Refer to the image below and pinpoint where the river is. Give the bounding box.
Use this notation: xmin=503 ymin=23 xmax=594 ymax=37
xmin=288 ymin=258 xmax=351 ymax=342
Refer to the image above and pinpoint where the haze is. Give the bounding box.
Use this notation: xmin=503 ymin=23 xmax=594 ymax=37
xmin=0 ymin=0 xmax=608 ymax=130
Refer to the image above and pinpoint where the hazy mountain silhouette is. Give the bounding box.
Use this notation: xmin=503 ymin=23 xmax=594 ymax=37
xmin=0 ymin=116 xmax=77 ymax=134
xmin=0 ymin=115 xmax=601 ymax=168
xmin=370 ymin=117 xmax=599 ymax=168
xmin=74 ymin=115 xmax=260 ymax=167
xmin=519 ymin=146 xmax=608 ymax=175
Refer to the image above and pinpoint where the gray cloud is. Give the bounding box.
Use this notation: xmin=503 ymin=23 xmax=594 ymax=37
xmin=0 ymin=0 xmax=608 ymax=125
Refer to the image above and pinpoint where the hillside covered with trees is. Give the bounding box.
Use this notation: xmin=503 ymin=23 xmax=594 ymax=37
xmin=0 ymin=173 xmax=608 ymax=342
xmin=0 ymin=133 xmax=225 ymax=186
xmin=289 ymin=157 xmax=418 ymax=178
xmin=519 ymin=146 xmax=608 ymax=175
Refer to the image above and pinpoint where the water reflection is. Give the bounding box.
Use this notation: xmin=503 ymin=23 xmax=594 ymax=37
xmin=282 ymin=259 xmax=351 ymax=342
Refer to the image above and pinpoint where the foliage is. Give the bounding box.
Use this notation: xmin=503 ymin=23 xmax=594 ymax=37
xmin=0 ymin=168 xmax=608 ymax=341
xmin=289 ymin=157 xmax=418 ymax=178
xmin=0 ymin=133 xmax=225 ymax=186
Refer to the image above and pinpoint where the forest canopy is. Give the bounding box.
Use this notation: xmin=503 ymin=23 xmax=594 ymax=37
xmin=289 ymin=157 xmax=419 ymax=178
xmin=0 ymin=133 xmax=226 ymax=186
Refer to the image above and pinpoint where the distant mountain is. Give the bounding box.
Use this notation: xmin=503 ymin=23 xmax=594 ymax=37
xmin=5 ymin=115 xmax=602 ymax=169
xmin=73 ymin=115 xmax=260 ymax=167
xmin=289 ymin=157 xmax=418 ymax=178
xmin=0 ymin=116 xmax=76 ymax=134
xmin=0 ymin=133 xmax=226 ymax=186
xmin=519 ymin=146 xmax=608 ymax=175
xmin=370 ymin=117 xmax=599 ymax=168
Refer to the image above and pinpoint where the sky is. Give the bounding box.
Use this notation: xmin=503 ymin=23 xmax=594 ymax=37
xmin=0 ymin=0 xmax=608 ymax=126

★ ★ ★ ★ ★

[Task description] Copy out every record again, substituting "locate" for "pinpoint" wherever it occurs and leaving everything else unchanged.

[Response below]
Refer to the image below and locate where the river is. Give the bounding box.
Use this notation: xmin=503 ymin=23 xmax=594 ymax=37
xmin=288 ymin=258 xmax=351 ymax=342
Refer to the image above and locate where the haze is. Give the bounding box.
Use this notation: xmin=503 ymin=23 xmax=594 ymax=37
xmin=0 ymin=0 xmax=608 ymax=130
Refer to the image above and locate where the hazy mountain silhouette is. Give the bounding box.
Use this notation: xmin=503 ymin=23 xmax=594 ymax=37
xmin=0 ymin=116 xmax=77 ymax=134
xmin=0 ymin=115 xmax=601 ymax=168
xmin=370 ymin=117 xmax=599 ymax=168
xmin=74 ymin=115 xmax=260 ymax=167
xmin=519 ymin=146 xmax=608 ymax=175
Refer to the image above and locate where the gray cloud is. Give the bounding box.
Use this notation: xmin=503 ymin=23 xmax=594 ymax=37
xmin=0 ymin=0 xmax=608 ymax=125
Refer to the image above and locate where the hillside covered with trees is. Give the bounding box.
Use this notation: xmin=503 ymin=23 xmax=594 ymax=37
xmin=0 ymin=173 xmax=608 ymax=342
xmin=0 ymin=133 xmax=225 ymax=186
xmin=289 ymin=157 xmax=418 ymax=178
xmin=519 ymin=146 xmax=608 ymax=175
Refer to the image above and locate where the water reflection is. Give the bounding box.
Use this notation: xmin=503 ymin=23 xmax=594 ymax=37
xmin=282 ymin=259 xmax=351 ymax=342
Refer to the image above and locate where the foliage is. Give the bounding box.
Use this notation: xmin=503 ymin=23 xmax=594 ymax=37
xmin=0 ymin=168 xmax=608 ymax=341
xmin=289 ymin=157 xmax=418 ymax=178
xmin=0 ymin=133 xmax=225 ymax=186
Refer to the image above and locate where the forest canopy is. Give the bounding box.
Use this notation: xmin=503 ymin=23 xmax=594 ymax=37
xmin=289 ymin=157 xmax=419 ymax=178
xmin=0 ymin=133 xmax=226 ymax=186
Refer to the image above and locate where the distant mountain is. Give the bounding box.
Use this notation: xmin=503 ymin=23 xmax=594 ymax=37
xmin=5 ymin=115 xmax=602 ymax=169
xmin=73 ymin=115 xmax=260 ymax=167
xmin=289 ymin=157 xmax=418 ymax=178
xmin=0 ymin=116 xmax=76 ymax=134
xmin=0 ymin=133 xmax=226 ymax=186
xmin=519 ymin=146 xmax=608 ymax=175
xmin=370 ymin=117 xmax=599 ymax=168
Refer to the image above and locate where the sky is. Give the bounding box.
Use this notation: xmin=503 ymin=23 xmax=594 ymax=37
xmin=0 ymin=0 xmax=608 ymax=126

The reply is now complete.